WORK TASK >>
Reproduce every line of the material, exactly as given.

DATA IN THIS EXERCISE >>
····················

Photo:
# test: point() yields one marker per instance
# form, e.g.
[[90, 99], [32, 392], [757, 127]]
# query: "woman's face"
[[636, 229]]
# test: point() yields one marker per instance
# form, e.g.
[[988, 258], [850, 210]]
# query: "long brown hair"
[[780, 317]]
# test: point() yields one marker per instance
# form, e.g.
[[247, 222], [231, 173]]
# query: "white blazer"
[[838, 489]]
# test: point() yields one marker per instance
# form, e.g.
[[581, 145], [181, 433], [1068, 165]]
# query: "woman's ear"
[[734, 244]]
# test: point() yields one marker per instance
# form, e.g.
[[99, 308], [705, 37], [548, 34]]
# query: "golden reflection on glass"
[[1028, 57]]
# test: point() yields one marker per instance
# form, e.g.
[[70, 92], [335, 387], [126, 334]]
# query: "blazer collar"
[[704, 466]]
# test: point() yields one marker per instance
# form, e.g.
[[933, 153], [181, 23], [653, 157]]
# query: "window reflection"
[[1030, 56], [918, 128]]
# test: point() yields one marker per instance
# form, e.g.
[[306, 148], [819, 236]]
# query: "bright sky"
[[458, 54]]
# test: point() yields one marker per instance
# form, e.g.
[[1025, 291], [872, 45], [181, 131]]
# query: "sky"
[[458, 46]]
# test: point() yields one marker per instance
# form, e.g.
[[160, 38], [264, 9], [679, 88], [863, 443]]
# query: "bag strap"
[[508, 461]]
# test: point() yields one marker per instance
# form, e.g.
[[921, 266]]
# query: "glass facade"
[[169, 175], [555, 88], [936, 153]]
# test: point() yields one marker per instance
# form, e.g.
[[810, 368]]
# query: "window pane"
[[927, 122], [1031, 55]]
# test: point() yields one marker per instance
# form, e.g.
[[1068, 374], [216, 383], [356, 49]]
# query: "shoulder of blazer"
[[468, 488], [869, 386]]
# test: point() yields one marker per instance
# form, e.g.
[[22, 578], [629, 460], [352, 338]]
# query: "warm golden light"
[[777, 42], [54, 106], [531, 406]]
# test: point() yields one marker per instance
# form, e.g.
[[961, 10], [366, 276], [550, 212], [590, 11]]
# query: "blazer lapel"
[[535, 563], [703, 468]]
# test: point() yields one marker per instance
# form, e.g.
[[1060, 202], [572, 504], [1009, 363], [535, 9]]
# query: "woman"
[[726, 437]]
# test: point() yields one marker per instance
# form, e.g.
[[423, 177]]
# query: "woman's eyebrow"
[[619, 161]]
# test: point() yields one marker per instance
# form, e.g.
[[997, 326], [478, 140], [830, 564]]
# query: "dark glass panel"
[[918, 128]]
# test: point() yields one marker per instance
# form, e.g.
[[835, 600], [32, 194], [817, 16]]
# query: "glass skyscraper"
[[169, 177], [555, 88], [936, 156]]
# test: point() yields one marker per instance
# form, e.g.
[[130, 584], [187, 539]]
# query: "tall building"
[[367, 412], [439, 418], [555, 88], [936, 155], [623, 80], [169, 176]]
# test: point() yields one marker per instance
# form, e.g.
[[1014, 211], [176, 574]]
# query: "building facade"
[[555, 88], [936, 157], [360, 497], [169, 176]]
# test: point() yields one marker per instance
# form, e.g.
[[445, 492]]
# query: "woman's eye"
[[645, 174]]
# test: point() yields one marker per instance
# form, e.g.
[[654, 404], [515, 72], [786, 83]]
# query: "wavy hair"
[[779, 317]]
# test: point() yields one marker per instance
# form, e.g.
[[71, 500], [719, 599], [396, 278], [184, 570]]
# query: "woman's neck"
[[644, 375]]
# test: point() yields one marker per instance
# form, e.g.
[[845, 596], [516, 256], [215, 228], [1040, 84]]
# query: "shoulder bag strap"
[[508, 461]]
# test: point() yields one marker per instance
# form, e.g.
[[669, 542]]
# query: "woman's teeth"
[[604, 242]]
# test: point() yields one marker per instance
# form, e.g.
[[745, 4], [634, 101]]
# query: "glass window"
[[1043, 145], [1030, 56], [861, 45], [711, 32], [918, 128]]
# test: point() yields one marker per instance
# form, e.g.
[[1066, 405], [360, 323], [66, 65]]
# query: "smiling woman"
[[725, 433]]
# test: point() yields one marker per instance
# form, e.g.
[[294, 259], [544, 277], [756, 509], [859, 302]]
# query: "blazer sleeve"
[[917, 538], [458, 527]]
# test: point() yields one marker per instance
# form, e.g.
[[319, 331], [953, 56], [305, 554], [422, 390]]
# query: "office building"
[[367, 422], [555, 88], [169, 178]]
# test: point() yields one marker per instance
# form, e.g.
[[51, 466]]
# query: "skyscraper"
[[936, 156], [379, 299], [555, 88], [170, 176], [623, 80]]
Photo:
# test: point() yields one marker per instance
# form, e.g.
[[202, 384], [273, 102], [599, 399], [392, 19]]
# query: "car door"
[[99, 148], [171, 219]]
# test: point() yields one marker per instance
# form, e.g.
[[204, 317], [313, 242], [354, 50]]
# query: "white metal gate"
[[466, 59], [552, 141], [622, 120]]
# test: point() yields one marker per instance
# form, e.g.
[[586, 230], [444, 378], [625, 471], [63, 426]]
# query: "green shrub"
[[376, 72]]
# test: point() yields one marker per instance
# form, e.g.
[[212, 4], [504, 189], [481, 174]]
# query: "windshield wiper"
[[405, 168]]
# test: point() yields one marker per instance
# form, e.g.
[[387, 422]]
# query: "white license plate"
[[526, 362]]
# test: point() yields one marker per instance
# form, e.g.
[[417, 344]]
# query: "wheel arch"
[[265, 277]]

····················

TASK RESULT >>
Photo:
# test: point() yields one marker per instance
# form, e.g.
[[90, 99], [32, 392], [757, 127]]
# query: "woman's face"
[[636, 229]]
# test: point() yields one marker per instance
# form, e.g.
[[988, 258], [850, 210]]
# query: "long brown hair"
[[780, 317]]
# test: point() yields one marker per instance
# form, e.g.
[[247, 222], [231, 173]]
# query: "white blazer"
[[838, 489]]
# test: point() yields one marker per instance
# form, e.g.
[[581, 145], [181, 433], [1068, 165]]
# query: "woman's ear"
[[734, 244]]
# test: point() yields one marker per instance
# form, e.g.
[[99, 308], [705, 37], [548, 34]]
# query: "golden reflection on glass"
[[1028, 57]]
# test: point() yields one marker per instance
# form, e.g.
[[70, 92], [335, 387], [126, 334]]
# query: "blazer collar"
[[704, 466]]
# test: point() yields one marker per instance
# form, e.g.
[[933, 153], [181, 23], [653, 157]]
# query: "window reflection"
[[1030, 56], [918, 128]]
# test: point() yields one marker per instance
# form, e.g.
[[306, 148], [819, 236]]
# query: "bright sky"
[[458, 54]]
# test: point() yields one marker per instance
# form, e.g.
[[1025, 291], [872, 45], [181, 131]]
# query: "sky"
[[458, 46]]
# test: point() yields one marker per instance
# form, e.g.
[[160, 38], [264, 9], [679, 88], [863, 443]]
# query: "bag strap"
[[508, 461]]
# test: point() yields one marker per instance
# form, e.g.
[[921, 266]]
# query: "glass facade"
[[169, 175], [555, 88], [936, 153]]
# test: point() yields one marker per instance
# form, e.g.
[[810, 368]]
# query: "window pane"
[[927, 122], [1031, 55]]
# test: point() yields one marker per instance
# form, e.g.
[[1068, 374], [216, 383], [356, 49]]
# query: "shoulder of blazer"
[[468, 488], [869, 386]]
# test: point() yields one marker per instance
# form, e.g.
[[22, 578], [629, 460], [352, 338]]
# query: "warm golden light"
[[777, 42], [54, 106], [531, 406]]
# test: point() yields one marker per instance
# form, e.g.
[[961, 10], [366, 276], [550, 212], [590, 11]]
# query: "blazer lapel"
[[535, 563], [703, 468]]
# test: point() yields one marker per instance
# form, e.g.
[[1060, 202], [572, 504], [1009, 363], [535, 9]]
# query: "woman"
[[726, 437]]
# test: point() yields one marker per instance
# form, e.g.
[[423, 177]]
# query: "woman's eyebrow"
[[619, 161]]
# test: point() yields one marker per instance
# form, e.g.
[[997, 326], [478, 140], [830, 564]]
# query: "dark glass panel"
[[918, 128]]
# test: point() yields one marker per instance
# form, e.g.
[[835, 600], [32, 194], [817, 16]]
# query: "glass skyscraper"
[[169, 177], [555, 88], [936, 156]]
# test: point() yields one marker per instance
# form, e.g.
[[130, 584], [187, 539]]
# query: "tall building"
[[367, 412], [439, 418], [555, 88], [936, 155], [623, 80], [169, 176]]
# test: point() yields one marker per instance
# form, e.g.
[[1014, 211], [176, 574]]
# query: "building facade"
[[555, 88], [936, 157], [360, 497], [169, 176]]
# test: point() yields one marker per instance
# form, e.g.
[[445, 492]]
# query: "woman's eye"
[[645, 174]]
# test: point() yields one marker per instance
# form, e.g.
[[654, 404], [515, 72], [786, 83]]
# query: "wavy hair"
[[779, 317]]
# test: point() yields one marker per instance
# form, e.g.
[[71, 500], [719, 599], [396, 278], [184, 570]]
# query: "woman's neck"
[[644, 375]]
# test: point() yields one marker per instance
# form, e.g.
[[845, 596], [516, 256], [215, 228], [1040, 84]]
# query: "shoulder bag strap"
[[508, 461]]
# test: point() yields one marker per instance
# form, e.g.
[[669, 542]]
# query: "woman's teeth"
[[604, 242]]
# test: point() yields one marker per instance
# form, e.g.
[[745, 4], [634, 101]]
# query: "glass window"
[[1043, 145], [1030, 56], [861, 45], [711, 32], [918, 128]]
# test: point() yields one marker per instance
# form, e.g.
[[1066, 405], [360, 323], [66, 65]]
# query: "smiling woman"
[[725, 433]]
# test: point() yields one marker per instance
# form, e.g.
[[294, 259], [544, 277], [756, 509], [859, 302]]
# query: "blazer sleeve"
[[917, 538], [458, 527]]
# test: point() yields one marker per instance
# form, e.g.
[[319, 331], [953, 56], [305, 554], [422, 390]]
# query: "office building"
[[367, 422], [555, 88], [169, 178]]
# test: point() yields one marker per instance
# form, e.g.
[[51, 466]]
# query: "skyscraper"
[[936, 156], [379, 299], [555, 88], [170, 176], [623, 80]]
Photo:
# test: point() yields one marker per instance
# form, e.g.
[[202, 384], [273, 102], [599, 399], [392, 19]]
# query: "car door"
[[99, 148], [171, 219]]
# test: point() yields one marker per instance
# form, e.g.
[[204, 317], [313, 242], [354, 50]]
# query: "white metal gate"
[[466, 59], [552, 141], [622, 120]]
# test: point() yields one marker per instance
# form, e.g.
[[586, 230], [444, 378], [625, 471], [63, 426]]
# query: "green shrub"
[[376, 72]]
# test: point() yields one marker per instance
# form, e.g.
[[212, 4], [504, 189], [481, 174]]
# query: "windshield wiper"
[[405, 168]]
# test: point() yields one marker per instance
# form, e.g.
[[387, 422]]
# query: "white license plate"
[[526, 362]]
# test: point() yields one marker per instance
# form, e.g.
[[417, 344]]
# query: "wheel arch"
[[265, 277]]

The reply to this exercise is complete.